Return every line of the data below verbatim, leaving out the pictures.

* begin Record list *

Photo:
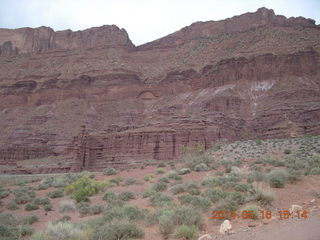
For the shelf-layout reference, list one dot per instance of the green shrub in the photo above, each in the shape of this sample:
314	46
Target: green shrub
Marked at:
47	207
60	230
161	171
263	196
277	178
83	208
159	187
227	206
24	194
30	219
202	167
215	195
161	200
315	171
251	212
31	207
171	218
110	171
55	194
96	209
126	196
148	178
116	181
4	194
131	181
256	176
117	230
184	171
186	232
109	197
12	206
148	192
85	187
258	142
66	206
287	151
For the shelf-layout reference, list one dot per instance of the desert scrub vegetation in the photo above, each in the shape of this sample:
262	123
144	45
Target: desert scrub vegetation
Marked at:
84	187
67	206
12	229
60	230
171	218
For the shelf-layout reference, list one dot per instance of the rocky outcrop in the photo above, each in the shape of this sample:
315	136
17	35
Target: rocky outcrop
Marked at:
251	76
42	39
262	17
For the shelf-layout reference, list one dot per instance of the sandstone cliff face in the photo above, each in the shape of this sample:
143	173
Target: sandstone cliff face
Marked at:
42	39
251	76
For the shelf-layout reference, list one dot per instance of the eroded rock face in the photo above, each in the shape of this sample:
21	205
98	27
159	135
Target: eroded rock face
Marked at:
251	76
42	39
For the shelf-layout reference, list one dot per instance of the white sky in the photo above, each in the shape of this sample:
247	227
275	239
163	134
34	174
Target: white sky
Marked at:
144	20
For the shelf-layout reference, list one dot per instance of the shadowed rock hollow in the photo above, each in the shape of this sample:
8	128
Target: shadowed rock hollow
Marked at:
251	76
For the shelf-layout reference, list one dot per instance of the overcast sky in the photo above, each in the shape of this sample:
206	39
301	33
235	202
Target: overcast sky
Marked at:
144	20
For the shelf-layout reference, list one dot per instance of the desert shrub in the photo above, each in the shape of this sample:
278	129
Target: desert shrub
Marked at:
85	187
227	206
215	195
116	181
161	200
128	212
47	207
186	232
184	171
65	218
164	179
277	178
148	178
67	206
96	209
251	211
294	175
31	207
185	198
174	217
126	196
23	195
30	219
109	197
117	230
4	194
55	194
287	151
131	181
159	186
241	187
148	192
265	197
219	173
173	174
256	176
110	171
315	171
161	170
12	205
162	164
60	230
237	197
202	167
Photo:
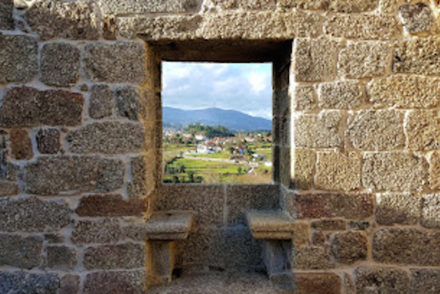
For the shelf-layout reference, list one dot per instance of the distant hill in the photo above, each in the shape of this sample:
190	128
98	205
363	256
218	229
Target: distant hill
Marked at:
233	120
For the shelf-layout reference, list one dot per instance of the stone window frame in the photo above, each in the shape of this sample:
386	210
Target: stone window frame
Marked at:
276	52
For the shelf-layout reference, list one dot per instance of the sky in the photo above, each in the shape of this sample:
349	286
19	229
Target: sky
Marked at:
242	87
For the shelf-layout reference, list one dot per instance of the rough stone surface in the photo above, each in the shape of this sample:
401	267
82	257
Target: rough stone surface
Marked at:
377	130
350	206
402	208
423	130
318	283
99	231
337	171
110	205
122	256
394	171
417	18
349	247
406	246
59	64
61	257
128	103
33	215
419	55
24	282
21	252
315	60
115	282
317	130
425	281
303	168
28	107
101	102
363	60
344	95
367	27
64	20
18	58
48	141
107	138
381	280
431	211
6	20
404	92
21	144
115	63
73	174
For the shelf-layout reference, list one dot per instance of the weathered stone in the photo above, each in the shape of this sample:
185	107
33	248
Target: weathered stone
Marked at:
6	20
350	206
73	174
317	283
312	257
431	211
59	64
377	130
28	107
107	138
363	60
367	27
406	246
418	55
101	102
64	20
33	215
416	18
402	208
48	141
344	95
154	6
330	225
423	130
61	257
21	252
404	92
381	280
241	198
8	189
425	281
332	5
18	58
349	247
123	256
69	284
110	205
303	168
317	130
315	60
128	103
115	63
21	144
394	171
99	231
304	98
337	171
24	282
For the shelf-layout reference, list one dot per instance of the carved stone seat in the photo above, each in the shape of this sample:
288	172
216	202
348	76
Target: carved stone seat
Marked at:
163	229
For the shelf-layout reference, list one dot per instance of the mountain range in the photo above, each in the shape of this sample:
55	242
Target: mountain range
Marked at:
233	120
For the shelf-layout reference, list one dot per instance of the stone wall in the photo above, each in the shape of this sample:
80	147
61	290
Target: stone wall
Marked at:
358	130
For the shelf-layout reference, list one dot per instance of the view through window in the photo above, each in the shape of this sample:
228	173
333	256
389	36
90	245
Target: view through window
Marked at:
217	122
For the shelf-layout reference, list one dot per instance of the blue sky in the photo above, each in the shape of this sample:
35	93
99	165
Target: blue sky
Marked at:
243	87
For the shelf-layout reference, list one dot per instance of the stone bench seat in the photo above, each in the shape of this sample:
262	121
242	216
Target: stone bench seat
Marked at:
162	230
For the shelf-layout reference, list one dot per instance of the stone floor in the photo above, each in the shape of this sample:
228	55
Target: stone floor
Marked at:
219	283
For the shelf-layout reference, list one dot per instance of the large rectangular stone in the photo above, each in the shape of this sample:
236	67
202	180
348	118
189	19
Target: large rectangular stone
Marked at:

* end Record list *

> _Output of the exercise_:
Photo:
For the shelf-layout reference, list one dot per instance of the green shrub in the photo above, each in the shape of this sample:
314	46
Target: green shrub
Marked at:
47	207
60	230
161	171
263	196
277	178
83	208
159	187
227	206
24	194
30	219
202	167
215	195
161	200
315	171
251	212
31	207
171	218
110	171
55	194
96	209
126	196
148	178
116	181
4	194
131	181
256	176
117	230
184	171
186	232
109	197
12	206
148	192
85	187
258	142
66	206
287	151
For the shelf-layout reference, list one dot per instance of the desert scrub vegetation in the photo above, each in the shape of this sample:
262	123
144	45
Target: desert scrub vegetation
Marked at:
84	187
67	206
12	229
60	230
171	218
For the shelf-layout reference, list one dot per instance of the rocky outcrop in the photo above, each in the shape of this sample:
315	136
17	35
Target: rocky outcrop
Marked at:
251	76
42	39
262	17
For the shelf-layout reference, list one dot per instance of the sandstone cliff face in the photo above, each in the shape of this sample:
143	173
Target: sandstone cliff face
Marked at:
42	39
251	76
For the shelf-layout reference, list one dot per instance of the eroded rock face in the photo above, each in the shape of this sample:
21	205
98	27
159	135
Target: eroded rock face
Marked at:
251	76
42	39
For the shelf-layout reference, list one dot per instance of the white sky in the photo above, each in the shape of this sample:
247	227
275	239
163	134
34	174
Target: white sky
Marked at:
144	20
For the shelf-layout reference, list one dot per instance of the shadowed rock hollow in the photo above, each in the shape of this sample:
8	128
Target: shadowed rock hollow
Marked at:
251	76
For the shelf-layout reference, list one dot per instance of the overcast sky in the photo above, each in the shape of this sample:
206	39
301	33
235	202
Target: overcast sky
Marked at:
144	20
For the shelf-layout reference, list one dot per instance of the desert shrub in the photo above, each in the shape of this sample:
278	129
Target: desert shrub
Marked at:
85	187
227	206
215	195
116	181
161	200
128	212
47	207
186	232
184	171
65	218
164	179
277	178
148	178
67	206
96	209
251	211
294	175
31	207
185	198
174	217
126	196
23	195
30	219
109	197
117	230
4	194
55	194
287	151
131	181
159	186
241	187
148	192
265	197
219	173
173	174
256	176
110	171
315	171
161	170
12	205
162	164
60	230
237	197
202	167
Photo:
For the shelf-layout reference, list one dot per instance of the distant hill in the photo above, each in the shape of this sample:
190	128
98	205
363	256
218	229
Target: distant hill
Marked at:
233	120
For the shelf-layout reference, list one dot per instance of the stone window frame in the photo above, each in the shape of this sample:
386	210
Target: stone window frame
Marked at:
276	52
For the shelf-layout reference, list one dot per instance of the sky in the photo above, each in the shape of this sample:
349	286
19	229
Target: sky
Marked at:
242	87
For the shelf-layout reference, list one dot per instance of the rough stone surface in the photo above, each in the shape of this sample:
401	267
82	257
Target: rough stone surface
Marked at:
377	130
350	206
402	208
423	130
318	283
99	231
337	171
110	205
122	256
394	171
417	18
349	247
406	246
59	64
61	257
128	103
33	215
419	55
24	282
21	252
315	60
115	282
317	130
425	281
303	168
28	107
101	102
363	60
344	95
367	27
64	20
18	58
48	141
107	138
381	280
431	211
6	20
404	92
21	144
115	63
73	174
For the shelf-layout reference, list one dot per instance of the weathered stone in the photo above, each in the shape of this sample:
185	107
33	248
Target: weathered stone
Marked at:
6	20
350	206
73	174
317	283
312	257
431	211
59	64
377	130
28	107
107	138
363	60
367	27
406	246
418	55
101	102
64	20
33	215
416	18
402	208
48	141
344	95
154	6
330	225
423	130
61	257
21	252
404	92
381	280
241	198
8	189
425	281
332	5
18	58
349	247
123	256
69	284
110	205
303	168
317	130
315	60
128	103
115	63
21	144
394	171
99	231
304	98
337	171
24	282
For the shelf-layout reference, list one dot per instance of the carved stone seat in the photo above, each in the shape of this sample:
288	172
216	202
348	76
Target: carved stone seat
Marked at:
163	229
For the shelf-layout reference, list one dot per instance of the mountain range in the photo above, each in the shape of this sample:
55	242
Target: mountain range
Marked at:
233	120
For the shelf-layout reference, list one dot per instance of the stone wall in the photo above, each in the shape of this sample:
80	147
61	290
Target: stone wall
Marked at:
358	130
For the shelf-layout reference, list one dot per instance of the view through window in the photo above, each in the shape of this sample:
228	173
333	256
389	36
90	245
Target: view through window
Marked at:
217	122
For the shelf-layout reference, list one dot per instance of the blue sky in the photo above, each in the shape of this sample:
35	93
99	165
Target: blue sky
Marked at:
243	87
For the shelf-layout reference, list one dot per instance of the stone bench seat in the photo above, each in the shape of this sample:
262	121
242	216
Target: stone bench seat
Marked at:
162	230
For the shelf-layout reference, list one dot per instance of the stone floor in the photo above, each in the shape of this sample:
228	55
Target: stone floor
Marked at:
219	283
For the shelf-layout reference, list one dot per instance of the large rectangular stone in the photo above, each in the shape of this sample:
236	67
202	180
348	118
189	19
Target: large rectangular stone
Marked at:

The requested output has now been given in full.